**Task objective:** Repeat, without any change, the entries presented below.
+ + + + + + +
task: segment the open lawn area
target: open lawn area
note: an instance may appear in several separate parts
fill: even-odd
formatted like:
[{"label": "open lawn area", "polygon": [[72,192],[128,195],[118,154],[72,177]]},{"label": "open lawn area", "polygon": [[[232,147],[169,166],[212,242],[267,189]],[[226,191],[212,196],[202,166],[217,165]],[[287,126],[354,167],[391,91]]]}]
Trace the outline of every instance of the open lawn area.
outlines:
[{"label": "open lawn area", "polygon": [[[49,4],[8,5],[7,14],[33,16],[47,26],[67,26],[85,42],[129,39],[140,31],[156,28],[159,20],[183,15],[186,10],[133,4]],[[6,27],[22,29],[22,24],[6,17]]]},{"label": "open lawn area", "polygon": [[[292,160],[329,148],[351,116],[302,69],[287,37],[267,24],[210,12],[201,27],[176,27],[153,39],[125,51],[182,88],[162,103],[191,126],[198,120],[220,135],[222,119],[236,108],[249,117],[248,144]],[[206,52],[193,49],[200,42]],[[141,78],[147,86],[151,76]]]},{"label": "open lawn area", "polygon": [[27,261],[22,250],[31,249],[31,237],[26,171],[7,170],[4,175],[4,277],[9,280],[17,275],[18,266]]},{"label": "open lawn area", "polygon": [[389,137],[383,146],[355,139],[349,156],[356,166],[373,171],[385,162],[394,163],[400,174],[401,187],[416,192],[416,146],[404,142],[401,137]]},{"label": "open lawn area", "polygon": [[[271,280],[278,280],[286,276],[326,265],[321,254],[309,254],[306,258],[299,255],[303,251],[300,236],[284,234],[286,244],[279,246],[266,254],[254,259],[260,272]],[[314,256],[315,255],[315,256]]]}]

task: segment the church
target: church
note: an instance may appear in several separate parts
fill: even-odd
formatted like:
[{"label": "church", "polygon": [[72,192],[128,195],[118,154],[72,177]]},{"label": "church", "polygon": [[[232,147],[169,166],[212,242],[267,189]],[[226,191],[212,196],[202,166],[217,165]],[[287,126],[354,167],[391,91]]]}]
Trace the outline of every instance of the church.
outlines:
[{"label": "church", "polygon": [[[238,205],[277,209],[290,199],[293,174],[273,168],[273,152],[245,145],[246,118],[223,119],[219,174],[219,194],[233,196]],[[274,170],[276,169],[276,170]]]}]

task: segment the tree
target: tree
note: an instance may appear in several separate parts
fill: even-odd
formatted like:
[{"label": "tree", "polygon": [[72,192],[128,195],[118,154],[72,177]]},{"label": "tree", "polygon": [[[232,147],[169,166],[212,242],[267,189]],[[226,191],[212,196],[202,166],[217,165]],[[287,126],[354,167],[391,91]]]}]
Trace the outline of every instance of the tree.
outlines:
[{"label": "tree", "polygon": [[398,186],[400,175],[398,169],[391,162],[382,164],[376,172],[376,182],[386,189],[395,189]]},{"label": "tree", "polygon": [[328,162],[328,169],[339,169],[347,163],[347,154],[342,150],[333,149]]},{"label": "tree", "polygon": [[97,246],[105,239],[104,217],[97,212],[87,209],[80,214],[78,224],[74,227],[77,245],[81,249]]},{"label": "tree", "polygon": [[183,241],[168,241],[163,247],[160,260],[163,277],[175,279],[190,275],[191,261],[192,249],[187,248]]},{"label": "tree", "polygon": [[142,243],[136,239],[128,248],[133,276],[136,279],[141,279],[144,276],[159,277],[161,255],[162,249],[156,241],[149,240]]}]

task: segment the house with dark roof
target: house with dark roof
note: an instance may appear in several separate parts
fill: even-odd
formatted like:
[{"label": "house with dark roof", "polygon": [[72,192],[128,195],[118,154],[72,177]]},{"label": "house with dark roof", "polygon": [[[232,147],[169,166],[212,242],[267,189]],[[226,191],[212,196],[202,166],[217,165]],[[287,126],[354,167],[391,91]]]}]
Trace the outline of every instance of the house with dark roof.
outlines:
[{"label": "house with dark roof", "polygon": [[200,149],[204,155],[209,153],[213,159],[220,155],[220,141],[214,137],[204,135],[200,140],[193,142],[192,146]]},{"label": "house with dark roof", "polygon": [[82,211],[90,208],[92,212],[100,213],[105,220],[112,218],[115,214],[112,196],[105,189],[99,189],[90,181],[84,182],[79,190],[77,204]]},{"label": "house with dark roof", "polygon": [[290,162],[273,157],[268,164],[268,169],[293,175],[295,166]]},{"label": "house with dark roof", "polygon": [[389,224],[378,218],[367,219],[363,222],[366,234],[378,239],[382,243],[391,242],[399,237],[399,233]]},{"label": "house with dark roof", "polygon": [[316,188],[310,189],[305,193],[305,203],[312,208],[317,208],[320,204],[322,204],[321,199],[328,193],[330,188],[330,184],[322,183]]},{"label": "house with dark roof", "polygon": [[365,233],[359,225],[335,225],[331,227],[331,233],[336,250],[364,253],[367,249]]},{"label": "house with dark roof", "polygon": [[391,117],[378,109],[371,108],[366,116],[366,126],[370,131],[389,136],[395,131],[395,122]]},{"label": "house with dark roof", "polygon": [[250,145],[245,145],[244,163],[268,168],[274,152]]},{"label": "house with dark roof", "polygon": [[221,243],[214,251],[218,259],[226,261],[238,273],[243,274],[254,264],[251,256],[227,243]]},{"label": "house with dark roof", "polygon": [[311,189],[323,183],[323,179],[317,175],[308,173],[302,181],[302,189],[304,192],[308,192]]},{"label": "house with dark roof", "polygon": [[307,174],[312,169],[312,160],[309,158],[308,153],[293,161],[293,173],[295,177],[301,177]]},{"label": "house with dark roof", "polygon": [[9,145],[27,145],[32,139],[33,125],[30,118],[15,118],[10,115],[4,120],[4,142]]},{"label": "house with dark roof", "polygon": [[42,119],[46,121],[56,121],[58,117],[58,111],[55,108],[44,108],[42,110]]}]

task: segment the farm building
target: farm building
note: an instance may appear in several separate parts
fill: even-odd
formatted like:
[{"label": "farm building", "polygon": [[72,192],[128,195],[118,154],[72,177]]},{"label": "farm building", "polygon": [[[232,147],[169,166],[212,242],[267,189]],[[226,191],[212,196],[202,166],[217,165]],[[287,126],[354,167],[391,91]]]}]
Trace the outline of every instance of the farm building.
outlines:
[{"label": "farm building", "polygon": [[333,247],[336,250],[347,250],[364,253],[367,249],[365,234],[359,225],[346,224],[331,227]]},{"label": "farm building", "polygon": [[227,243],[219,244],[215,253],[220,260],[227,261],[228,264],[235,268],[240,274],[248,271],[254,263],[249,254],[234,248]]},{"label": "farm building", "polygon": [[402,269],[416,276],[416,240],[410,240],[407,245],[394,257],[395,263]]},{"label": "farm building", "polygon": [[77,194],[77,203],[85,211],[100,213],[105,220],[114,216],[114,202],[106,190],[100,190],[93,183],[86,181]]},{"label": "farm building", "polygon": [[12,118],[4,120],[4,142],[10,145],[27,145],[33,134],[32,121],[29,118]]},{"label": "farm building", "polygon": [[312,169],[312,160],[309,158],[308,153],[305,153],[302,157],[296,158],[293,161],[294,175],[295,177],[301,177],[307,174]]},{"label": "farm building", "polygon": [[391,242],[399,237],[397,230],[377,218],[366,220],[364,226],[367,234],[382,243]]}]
+ + + + + + +
**Written response:**
task: segment the open lawn area
target: open lawn area
note: an instance may appear in several separate parts
fill: even-odd
formatted like:
[{"label": "open lawn area", "polygon": [[72,192],[128,195],[118,154],[72,177]]},{"label": "open lawn area", "polygon": [[[232,147],[169,166],[212,242],[267,189]],[[226,191],[212,196],[202,166],[217,165]],[[287,126],[354,167],[391,91]]]}]
Trace the outline of every instance of the open lawn area.
outlines:
[{"label": "open lawn area", "polygon": [[[49,4],[8,5],[7,14],[33,16],[47,26],[67,26],[85,42],[129,39],[140,31],[156,28],[159,20],[183,15],[186,10],[133,4]],[[6,27],[22,29],[22,24],[6,17]]]},{"label": "open lawn area", "polygon": [[[292,160],[329,148],[351,116],[302,69],[287,37],[267,24],[210,12],[201,27],[176,27],[153,39],[125,51],[182,88],[162,103],[191,126],[198,120],[220,135],[222,119],[236,108],[249,117],[248,144]],[[206,52],[193,49],[200,42]],[[141,78],[147,86],[151,76]]]},{"label": "open lawn area", "polygon": [[27,261],[22,250],[31,249],[31,237],[26,171],[7,170],[4,175],[4,277],[9,280],[17,275],[18,266]]},{"label": "open lawn area", "polygon": [[389,137],[383,146],[355,139],[349,156],[356,166],[373,171],[385,162],[394,163],[400,174],[401,187],[416,192],[416,146],[404,142],[401,137]]},{"label": "open lawn area", "polygon": [[[271,280],[278,280],[286,276],[326,265],[321,254],[309,254],[306,258],[299,255],[303,251],[300,236],[284,234],[286,244],[279,246],[266,254],[254,259],[260,272]],[[314,256],[315,255],[315,256]]]}]

task: segment the church
target: church
note: an instance may appear in several separate parts
fill: even-odd
formatted like:
[{"label": "church", "polygon": [[72,192],[128,195],[118,154],[72,177]]},{"label": "church", "polygon": [[[232,147],[169,166],[212,242],[267,189]],[[226,191],[212,196],[202,166],[217,165]],[[287,126],[354,167],[391,91]]]}]
Trace the outline of every instance of the church.
outlines:
[{"label": "church", "polygon": [[[238,205],[277,209],[290,199],[293,174],[273,168],[273,152],[245,145],[246,118],[223,119],[219,174],[219,194],[233,196]],[[274,170],[276,169],[276,170]]]}]

task: segment the tree
target: tree
note: an instance may appear in several separate parts
fill: even-odd
formatted like:
[{"label": "tree", "polygon": [[72,192],[128,195],[118,154],[72,177]]},{"label": "tree", "polygon": [[[232,147],[169,166],[212,242],[267,189]],[[226,191],[212,196],[202,166],[217,165]],[[287,126],[354,167],[391,91]]]}]
Trace the outline of every instance of the tree.
outlines:
[{"label": "tree", "polygon": [[398,186],[400,175],[398,169],[391,162],[382,164],[376,172],[376,182],[386,189],[395,189]]},{"label": "tree", "polygon": [[328,162],[328,169],[339,169],[347,163],[347,154],[342,150],[333,149]]},{"label": "tree", "polygon": [[97,246],[105,239],[104,217],[97,212],[87,209],[80,214],[78,224],[74,227],[77,245],[81,249]]},{"label": "tree", "polygon": [[183,241],[168,241],[163,247],[160,260],[163,277],[175,279],[190,275],[191,261],[192,249],[187,248]]},{"label": "tree", "polygon": [[142,243],[136,239],[128,248],[133,276],[136,279],[141,279],[144,276],[159,277],[161,255],[162,249],[156,241],[149,240]]}]

task: segment the house with dark roof
target: house with dark roof
note: an instance may appear in several separate parts
fill: even-odd
formatted like:
[{"label": "house with dark roof", "polygon": [[72,192],[128,195],[118,154],[72,177]]},{"label": "house with dark roof", "polygon": [[[232,147],[169,166],[212,242],[267,189]],[[226,191],[212,196],[202,166],[217,165]],[[287,126],[354,167],[391,91]]]}]
Trace the outline of every instance of the house with dark roof.
outlines:
[{"label": "house with dark roof", "polygon": [[200,149],[204,155],[209,153],[213,159],[220,155],[220,141],[214,137],[204,135],[200,140],[193,142],[192,146]]},{"label": "house with dark roof", "polygon": [[82,211],[90,208],[92,212],[100,213],[105,220],[112,218],[115,214],[112,196],[105,189],[99,189],[90,181],[84,182],[79,190],[77,204]]},{"label": "house with dark roof", "polygon": [[290,162],[273,157],[268,164],[268,169],[293,175],[295,166]]},{"label": "house with dark roof", "polygon": [[389,224],[378,218],[367,219],[363,222],[366,234],[378,239],[382,243],[391,242],[399,237],[399,233]]},{"label": "house with dark roof", "polygon": [[316,188],[310,189],[305,193],[305,203],[312,208],[317,208],[320,204],[322,204],[321,199],[328,193],[330,188],[330,184],[322,183]]},{"label": "house with dark roof", "polygon": [[365,233],[359,225],[335,225],[331,227],[331,233],[336,250],[364,253],[367,249]]},{"label": "house with dark roof", "polygon": [[391,117],[378,109],[371,108],[366,116],[366,126],[370,131],[389,136],[395,131],[395,122]]},{"label": "house with dark roof", "polygon": [[250,145],[245,145],[244,163],[268,168],[274,152]]},{"label": "house with dark roof", "polygon": [[221,243],[214,251],[218,259],[226,261],[238,273],[243,274],[254,264],[251,256],[227,243]]},{"label": "house with dark roof", "polygon": [[311,189],[323,183],[323,179],[317,175],[308,173],[302,181],[302,189],[304,192],[308,192]]},{"label": "house with dark roof", "polygon": [[307,174],[312,169],[312,160],[309,158],[308,153],[293,161],[293,173],[295,177],[301,177]]},{"label": "house with dark roof", "polygon": [[9,145],[27,145],[32,139],[33,125],[30,118],[15,118],[10,115],[4,120],[4,142]]},{"label": "house with dark roof", "polygon": [[42,119],[46,121],[56,121],[58,117],[58,111],[55,108],[44,108],[42,110]]}]

task: segment the farm building
target: farm building
note: an instance may appear in several separate parts
fill: even-odd
formatted like:
[{"label": "farm building", "polygon": [[72,192],[128,195],[118,154],[72,177]]},{"label": "farm building", "polygon": [[[232,147],[169,166],[212,242],[267,189]],[[226,191],[212,196],[202,166],[217,165]],[[287,126],[354,167],[391,91]]]}]
Trace the outline of every instance of the farm building.
outlines:
[{"label": "farm building", "polygon": [[333,247],[336,250],[347,250],[364,253],[367,249],[365,234],[359,225],[346,224],[331,227]]},{"label": "farm building", "polygon": [[227,243],[219,244],[215,253],[220,260],[227,261],[228,264],[235,268],[240,274],[248,271],[254,263],[249,254],[234,248]]},{"label": "farm building", "polygon": [[402,269],[416,276],[416,240],[410,240],[407,245],[394,257],[395,263]]},{"label": "farm building", "polygon": [[77,194],[77,203],[85,211],[100,213],[105,220],[114,216],[114,202],[106,190],[100,190],[93,183],[86,181]]},{"label": "farm building", "polygon": [[12,118],[4,120],[4,142],[10,145],[27,145],[33,134],[32,121],[29,118]]},{"label": "farm building", "polygon": [[312,169],[312,160],[309,158],[308,153],[305,153],[302,157],[296,158],[293,161],[294,175],[295,177],[301,177],[307,174]]},{"label": "farm building", "polygon": [[391,242],[399,237],[397,230],[377,218],[366,220],[364,226],[367,234],[382,243]]}]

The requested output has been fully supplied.